Directions for this task
Type out the entries again, matching each one exactly.

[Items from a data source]
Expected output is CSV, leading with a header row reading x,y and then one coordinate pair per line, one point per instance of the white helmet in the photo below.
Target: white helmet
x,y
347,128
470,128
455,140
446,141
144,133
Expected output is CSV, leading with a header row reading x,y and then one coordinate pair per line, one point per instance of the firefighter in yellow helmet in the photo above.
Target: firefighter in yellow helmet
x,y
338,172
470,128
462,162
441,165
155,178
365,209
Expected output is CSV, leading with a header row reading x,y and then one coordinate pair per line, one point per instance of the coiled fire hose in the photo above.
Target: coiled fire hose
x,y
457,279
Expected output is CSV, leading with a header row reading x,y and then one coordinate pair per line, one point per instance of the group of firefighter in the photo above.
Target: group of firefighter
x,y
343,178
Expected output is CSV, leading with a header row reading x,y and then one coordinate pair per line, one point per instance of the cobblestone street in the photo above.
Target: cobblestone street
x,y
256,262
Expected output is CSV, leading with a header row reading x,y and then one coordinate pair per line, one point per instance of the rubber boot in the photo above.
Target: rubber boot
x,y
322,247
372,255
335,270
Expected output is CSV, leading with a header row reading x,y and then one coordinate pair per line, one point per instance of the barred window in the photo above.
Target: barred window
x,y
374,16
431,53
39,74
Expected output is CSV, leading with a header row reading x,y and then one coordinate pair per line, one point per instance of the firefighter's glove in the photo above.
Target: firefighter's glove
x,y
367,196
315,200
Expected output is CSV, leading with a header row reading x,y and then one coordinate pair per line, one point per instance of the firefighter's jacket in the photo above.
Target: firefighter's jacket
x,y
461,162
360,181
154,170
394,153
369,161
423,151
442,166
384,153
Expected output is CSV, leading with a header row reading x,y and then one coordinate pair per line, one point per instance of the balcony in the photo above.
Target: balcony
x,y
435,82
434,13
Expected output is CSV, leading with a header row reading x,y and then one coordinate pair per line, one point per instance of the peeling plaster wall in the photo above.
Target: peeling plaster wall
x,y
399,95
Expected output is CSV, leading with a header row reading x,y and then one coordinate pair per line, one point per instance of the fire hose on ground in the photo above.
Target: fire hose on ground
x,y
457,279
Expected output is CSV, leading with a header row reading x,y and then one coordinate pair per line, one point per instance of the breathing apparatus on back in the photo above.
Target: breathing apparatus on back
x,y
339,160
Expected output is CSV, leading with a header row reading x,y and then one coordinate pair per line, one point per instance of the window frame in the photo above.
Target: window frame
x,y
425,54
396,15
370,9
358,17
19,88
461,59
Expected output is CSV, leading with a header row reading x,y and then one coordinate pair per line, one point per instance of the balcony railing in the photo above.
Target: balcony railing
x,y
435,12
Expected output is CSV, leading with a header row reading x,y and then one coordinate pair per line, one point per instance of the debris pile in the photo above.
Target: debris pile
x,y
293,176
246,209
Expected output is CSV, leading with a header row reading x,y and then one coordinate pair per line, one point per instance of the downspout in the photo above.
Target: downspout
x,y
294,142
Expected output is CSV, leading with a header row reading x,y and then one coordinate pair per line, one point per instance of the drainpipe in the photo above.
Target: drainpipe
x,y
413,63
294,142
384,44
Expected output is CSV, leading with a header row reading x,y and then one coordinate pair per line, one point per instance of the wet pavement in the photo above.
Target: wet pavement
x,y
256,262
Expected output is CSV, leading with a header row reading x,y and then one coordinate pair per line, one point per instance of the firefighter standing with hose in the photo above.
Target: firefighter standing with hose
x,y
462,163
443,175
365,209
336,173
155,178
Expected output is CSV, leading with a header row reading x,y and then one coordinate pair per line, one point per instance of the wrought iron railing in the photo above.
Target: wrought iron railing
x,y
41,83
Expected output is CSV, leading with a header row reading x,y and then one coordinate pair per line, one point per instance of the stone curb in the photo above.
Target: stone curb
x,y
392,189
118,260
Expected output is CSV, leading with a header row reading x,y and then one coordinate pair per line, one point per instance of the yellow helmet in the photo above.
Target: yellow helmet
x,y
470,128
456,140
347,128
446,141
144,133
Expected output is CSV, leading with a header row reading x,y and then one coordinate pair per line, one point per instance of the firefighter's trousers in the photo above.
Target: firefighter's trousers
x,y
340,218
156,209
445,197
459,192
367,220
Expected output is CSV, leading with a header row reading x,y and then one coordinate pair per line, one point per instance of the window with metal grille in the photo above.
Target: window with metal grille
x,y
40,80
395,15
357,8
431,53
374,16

Output of the exercise
Expected output is CSV, leading with a header row reading x,y and then one coordinate pair per line, one point per instance of the white helmet in the photo below.
Target: white helmet
x,y
347,128
470,128
455,140
446,141
144,133
Expected output is CSV, leading with a header row reading x,y and then one coordinate pair per line, one point per instance of the firefighter in yellow helmet in the photo above.
Target: firefighter in yellow helmet
x,y
338,172
470,128
462,162
441,165
155,178
365,209
Expected output is CSV, leading with a header row reading x,y and then one coordinate pair per line, one point per instance of the coiled fire hose in the photo above.
Target: coiled fire hose
x,y
457,279
Expected output is CSV, leading with a header row reading x,y and then one coordinate pair per line, one point per instance of the group of firefighter in the photo above.
Target: group of firefighter
x,y
343,178
Expected output is CSV, leading with a header row reading x,y and then one coordinate pair per line, one point per instance of the cobblestone street in the photo above.
Target: cobblestone street
x,y
256,262
Expected output is CSV, leading with a header row reading x,y and then one coordinate pair per line, one point per instance of the rubber boot in the photo above.
Target: rubber boot
x,y
322,247
372,255
335,270
Expected output is CSV, leading with a header row reading x,y and then one coordinate pair per line, one point per instance of the barred window in the photo above.
Target: barred window
x,y
374,16
431,53
39,74
Expected output is CSV, leading with a header row reading x,y and then one coordinate pair per line, one point per instance of the firefighter's glove in the photo above.
Target: firefighter's glove
x,y
367,196
315,200
Expected output is CSV, leading with a header row reading x,y and then one coordinate pair per line, one point per instance of the firefighter's jacket in the photo above.
Target: firefighter's jacket
x,y
461,162
360,181
154,170
394,153
369,161
423,151
442,166
384,153
Expected output is CSV, leading with a header row reading x,y and then one coordinate pair per line, one point per instance of the balcony in the photo above.
Target: balcony
x,y
435,82
434,13
Expected output is CSV, leading with a header row reading x,y and then one coordinate pair per line, one point per instance of the peeling plaster wall in the photo above.
Target: peeling plaster wall
x,y
399,95
Expected output is CSV, leading with a header row reading x,y and then one coordinate pair per line, one point per instance of the fire hose on ground in the photo above.
Target: fire hose on ground
x,y
457,279
Expected output is CSV, leading with a header row reading x,y and then one coordinate pair per line, one point per instance of the breathing apparatus on back in the photo above.
Target: breathing apparatus on back
x,y
339,160
Expected output is CSV, leading with a header row reading x,y and then one coordinate pair per line, one point per instance of the window frame in the photo above.
Target: window frame
x,y
425,54
396,15
370,9
358,17
19,88
461,59
Expected output is CSV, leading with a header row reading x,y and then one coordinate pair per line, one point per instance of the balcony railing in the photo above.
Target: balcony railing
x,y
435,12
Expected output is CSV, leading with a header row reading x,y and then one coordinate pair per line, one point per instance of the debris pile in the photo above.
Target: debris pile
x,y
293,176
246,209
Expected output is CSV, leading with a header row reading x,y and then one coordinate pair per line, one point per instance of the downspout in the photo above.
Target: downspout
x,y
294,142
Expected output is CSV, leading with a header row reading x,y and then one coordinate pair per line, one point per instance of the drainpipe in the photo above.
Target: drainpipe
x,y
413,63
294,142
384,44
Expected output is CSV, leading with a header row reading x,y and then one coordinate pair per line, one point per instance of the wet pavement in the photo above.
Target: wet pavement
x,y
256,262
Expected output is CSV, leading with a header row reading x,y and then one coordinate pair per line, one point per instance of the firefighter standing with hose in the photo above.
Target: firefighter standing with hose
x,y
462,163
443,175
365,209
336,173
155,178
Expected output is CSV, leading with a header row reading x,y and then one coordinate pair per line, one point per instance of the wrought iron railing in the photo above.
Target: wrought iron railing
x,y
41,83
Expected output is CSV, leading with a header row reading x,y and then one coordinate pair per line, one point per instance of the stone curb in the photo above.
Target: stone curb
x,y
392,189
118,260
Expected output is CSV, leading with a header row reading x,y and then one coordinate pair per line, one point per instance of the yellow helmet in the photo above.
Target: yellow helmet
x,y
470,128
456,140
347,128
446,141
144,133
Expected output is CSV, leading with a header row reading x,y and then one coordinate pair per line, one point per instance of the firefighter's trousers in the photo above.
Target: firefighter's trousers
x,y
340,218
156,209
445,197
459,192
367,220
Expected output is CSV, leading with a header row reading x,y and then one coordinate pair per line, one point per instance of the window with metal grille in the photo above.
Target: window with metal grille
x,y
40,80
395,15
357,8
431,53
374,16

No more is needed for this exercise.